Supplied text →
....

2. Betty Jane Meets Little Richard and James Brown
Once in the line of duty, *”Betty Jane”, my childhood’s favorite doll and clever female detective, associate of the master crime fighter of yester-year “Foxie” (see Betty Jane’s laundry day, where she “unplugs” that box thing (my old Dell Computer) and hangs up her wet laundry all over it’s parts and portals, for the tale of her reappearance in my life and consciousness.) Although, she was basically an anarchist and my very most favorite doll, she was most insistant about following proper protocol, amd intolerant of idiocy or things with no purpose. She took great offense at the obviously offensive “modern Radio”, (I meant to offend you with that tedious word play) that she heard on one of those random Mp3 like programs coming from the box. This “modern millennium ,” in her humble opinion, “sucked, big time.”
Where was the music she craved to hear? And what was this crap she heard when she came back “in there” , to the current time, when beside my computer in the down stairs Work Room, she once again took control? Perhaps the whole purpose of this music was to make one’s rubber band break, head and limbs detach and become one with the chaos of the in this junk room; if so, it ‘s working.
This music was not a soothing, restful, spiritually satisfying addition to the ambiance, that, in her* ever modest opinion, was craved. But, I was so happy to have “Betty Jane” in the ” here and now” to discuss or repeat unnecessary truths. Having her here again was more or less a “freeing” experience to what-ever and which-ever direction things flew, as little is of no consequence to us both when we are quite busy. However, all had changed in the absence of her participation and she was none too pleased with how this happened, regardless of mine or anyone elses wishes. In fact, the concept of the word Random, pissed her off , most assuredly. And lets face it , yawls; ain’t nothing really too dang “random,” that was ever picked out by this blankety blank computer, no how. It occurred to Betty Jane that real music, involves the very human personal offering by real live musicians (People not machines). And even letting that idiotic box-thing pick out what was to be played seemed, well…just wrong, in many ways.

....

Given records →
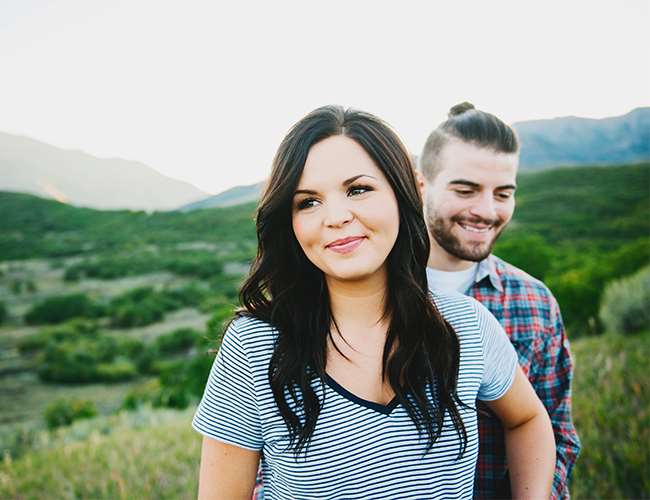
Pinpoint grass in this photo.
[571,332,650,499]
[0,410,201,500]
[0,332,650,499]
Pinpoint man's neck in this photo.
[427,238,475,272]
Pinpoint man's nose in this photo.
[470,193,497,220]
[323,201,354,227]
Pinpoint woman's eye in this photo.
[348,186,372,196]
[296,198,318,210]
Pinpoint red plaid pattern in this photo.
[248,255,580,500]
[467,255,580,499]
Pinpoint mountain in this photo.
[178,182,264,212]
[513,107,650,169]
[0,132,207,210]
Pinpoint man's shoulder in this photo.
[490,255,556,303]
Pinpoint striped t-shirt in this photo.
[192,293,517,499]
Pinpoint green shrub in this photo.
[96,358,138,382]
[495,234,555,280]
[109,287,186,328]
[571,331,650,499]
[44,399,97,429]
[38,334,138,383]
[599,266,650,333]
[25,293,104,325]
[155,328,201,355]
[18,319,98,354]
[122,378,160,411]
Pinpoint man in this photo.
[418,103,580,498]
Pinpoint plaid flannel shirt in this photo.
[253,255,580,500]
[467,255,580,499]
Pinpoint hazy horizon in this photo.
[0,0,650,193]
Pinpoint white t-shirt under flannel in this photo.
[192,293,517,499]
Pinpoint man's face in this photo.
[424,139,519,262]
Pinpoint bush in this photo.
[109,285,195,328]
[25,293,103,325]
[122,379,160,411]
[38,334,140,383]
[18,319,97,354]
[599,266,650,334]
[96,358,138,382]
[44,399,97,429]
[571,332,650,498]
[495,234,555,280]
[155,328,201,355]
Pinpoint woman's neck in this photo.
[326,272,387,334]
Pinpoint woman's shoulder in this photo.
[223,313,277,352]
[430,290,481,327]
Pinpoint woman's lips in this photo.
[326,236,365,254]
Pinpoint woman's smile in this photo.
[325,236,366,254]
[292,135,399,281]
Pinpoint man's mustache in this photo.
[450,216,503,226]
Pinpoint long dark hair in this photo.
[240,106,467,455]
[420,101,519,180]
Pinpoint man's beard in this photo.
[427,213,506,262]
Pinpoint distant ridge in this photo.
[0,132,207,210]
[513,107,650,169]
[178,182,264,212]
[179,107,650,212]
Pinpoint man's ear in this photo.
[415,168,426,200]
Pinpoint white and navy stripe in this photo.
[192,293,517,499]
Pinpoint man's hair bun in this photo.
[447,101,476,118]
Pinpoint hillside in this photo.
[178,182,264,212]
[0,332,650,500]
[0,132,206,210]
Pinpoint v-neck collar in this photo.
[325,374,399,415]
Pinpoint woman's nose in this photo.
[323,203,354,227]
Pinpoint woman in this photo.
[193,107,555,499]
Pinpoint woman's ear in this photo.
[414,168,426,200]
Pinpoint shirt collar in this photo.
[474,254,503,292]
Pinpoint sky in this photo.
[0,0,650,193]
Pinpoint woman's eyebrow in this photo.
[293,174,377,196]
[293,189,318,196]
[343,174,377,187]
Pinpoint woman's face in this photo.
[292,135,399,281]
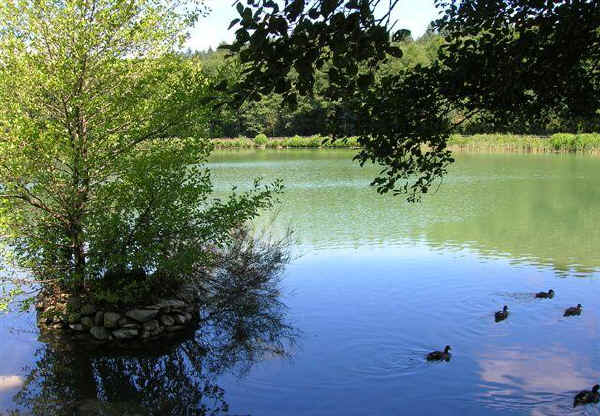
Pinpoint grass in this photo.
[212,133,600,155]
[448,133,600,154]
[212,135,359,149]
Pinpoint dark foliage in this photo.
[224,0,600,200]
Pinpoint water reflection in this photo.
[8,272,298,416]
[211,150,600,276]
[477,343,600,414]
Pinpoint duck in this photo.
[427,345,452,361]
[494,305,508,322]
[563,303,582,316]
[535,289,554,299]
[573,384,600,407]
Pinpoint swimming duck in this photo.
[535,289,554,299]
[563,303,582,316]
[494,305,508,322]
[427,345,452,361]
[573,384,600,407]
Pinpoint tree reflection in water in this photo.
[13,252,298,416]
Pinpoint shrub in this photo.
[0,0,281,306]
[254,133,269,146]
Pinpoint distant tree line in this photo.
[185,28,600,138]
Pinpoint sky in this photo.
[187,0,437,51]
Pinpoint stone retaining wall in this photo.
[36,282,199,343]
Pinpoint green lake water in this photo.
[0,150,600,416]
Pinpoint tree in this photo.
[230,0,600,200]
[0,0,280,306]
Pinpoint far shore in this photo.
[211,133,600,155]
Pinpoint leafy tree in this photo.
[0,0,280,306]
[230,0,600,200]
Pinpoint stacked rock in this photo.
[36,289,199,343]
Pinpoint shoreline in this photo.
[210,133,600,156]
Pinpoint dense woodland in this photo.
[185,29,600,138]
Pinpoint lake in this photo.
[0,150,600,416]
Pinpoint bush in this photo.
[254,133,269,146]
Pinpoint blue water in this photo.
[0,151,600,416]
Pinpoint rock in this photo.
[117,317,139,328]
[160,315,175,326]
[69,324,85,332]
[67,298,81,312]
[154,299,185,312]
[81,316,94,328]
[94,311,104,326]
[167,325,185,332]
[142,319,160,332]
[113,328,139,339]
[79,303,96,315]
[67,313,81,324]
[104,312,121,328]
[125,309,158,322]
[90,326,110,341]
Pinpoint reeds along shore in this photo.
[212,133,600,155]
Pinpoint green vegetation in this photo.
[448,133,600,154]
[212,133,600,154]
[211,135,358,149]
[228,0,600,201]
[0,0,282,306]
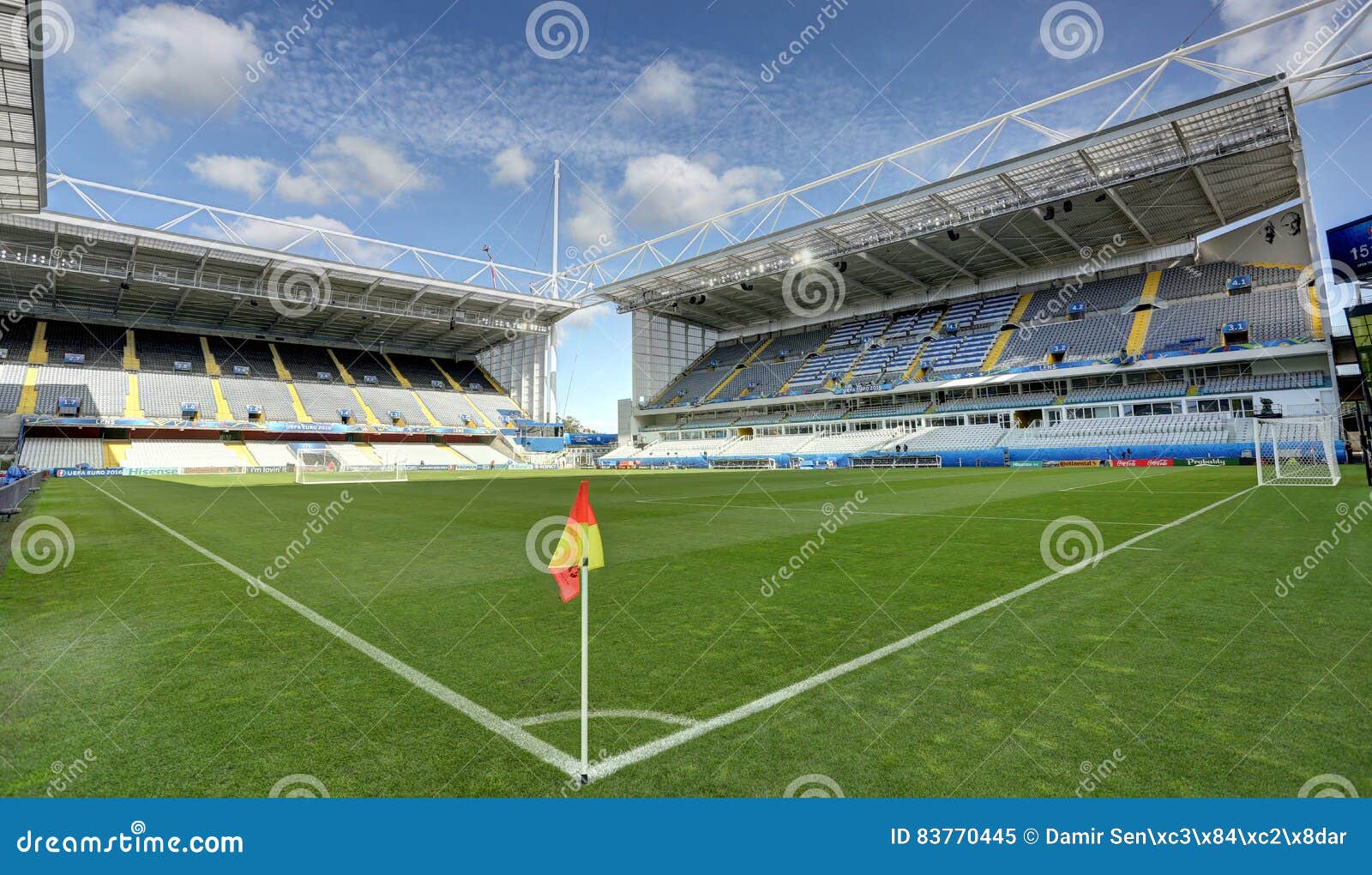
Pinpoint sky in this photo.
[29,0,1372,431]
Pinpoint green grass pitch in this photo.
[0,468,1372,797]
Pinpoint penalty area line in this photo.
[590,486,1258,781]
[84,479,581,777]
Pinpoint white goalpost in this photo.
[1253,417,1340,486]
[295,450,409,484]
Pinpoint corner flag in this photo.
[547,480,605,784]
[547,480,605,602]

....

What to do →
1: From the Betty Jane story, list the descriptive words that the sentence starting "This music was not" applies to the addition the music failed to be.
2: Translate the sentence "Where was the music she craved to hear?" from the Betty Jane story into Spanish.
3: Write the next paragraph of the Betty Jane story, picking up right after its final sentence.
None of the data plays any part in this work.

Answers to the exercises →
1:
- soothing
- restful
- spiritually satisfying

2: ¿Dónde estaba la música que ansiaba escuchar?

3:
And music is something that everyone relates to, in their own way, with their own ears, a very personal choice that has been made by the listener, for his or her needs at the time, however dusty, germ infested, mold infested the needs or ears of said listener may be. But what she heard now, did not make her feel good. And when any doll or person does not “get” the locals’ music being played (particularly when it is being played constantly in one’s newly awakened and transferred assignment) all dolls and people tend to feel alone, maybe totally alienated from life, and truly sad. Lets face it, right next to that Box thing which that old lady stares down for many a moment, next to Betty Jane’s person was a grown up and over the hill version, she thought, of who could be my former little girl and playmate (that would be me to whom she refers here) but who knows? She could be an actor, that happens too.) We are both a little “old-time” for that music being offensively played here in her space, as far as musical history is concerned. Hasn’t she noticed this? So, whats the point?: Who needs that? What we don’t need in this junk room, is something that makes you feel bad or out of it. No way! It’s bad enough as it is. And incidently, what’s with all this “junk…” Perhaps her “geezerly former little girl” had become one of those hoarders, like that old lady who we used to visit in Arlington, Virginia, who had piles of newspapers and old bottles and cans in moving boxes lined up through out her house. Role models, they’re every where. Too bad this dang geezerly former little girl didn’t get transfered long ago. All this extra stuff would be long gone,if so. but who knows? Time, however many days, months or years we were dis-involved together, had really changed her little girl, Caroline U. Hiney Hine.
Regardless of one’s surroundings: What we want here and now is music that’s up-lifting and familiar, that is like a warm bath on a very hot or cold day, or when we put on freshly ironed clean clothes and are prepared for the possibility of the Queen of England’s visit for tea… Frankly she was “antsy” in these surroundings. as it is said, ” who ain’t, ain’t worth knowing”. (1.>)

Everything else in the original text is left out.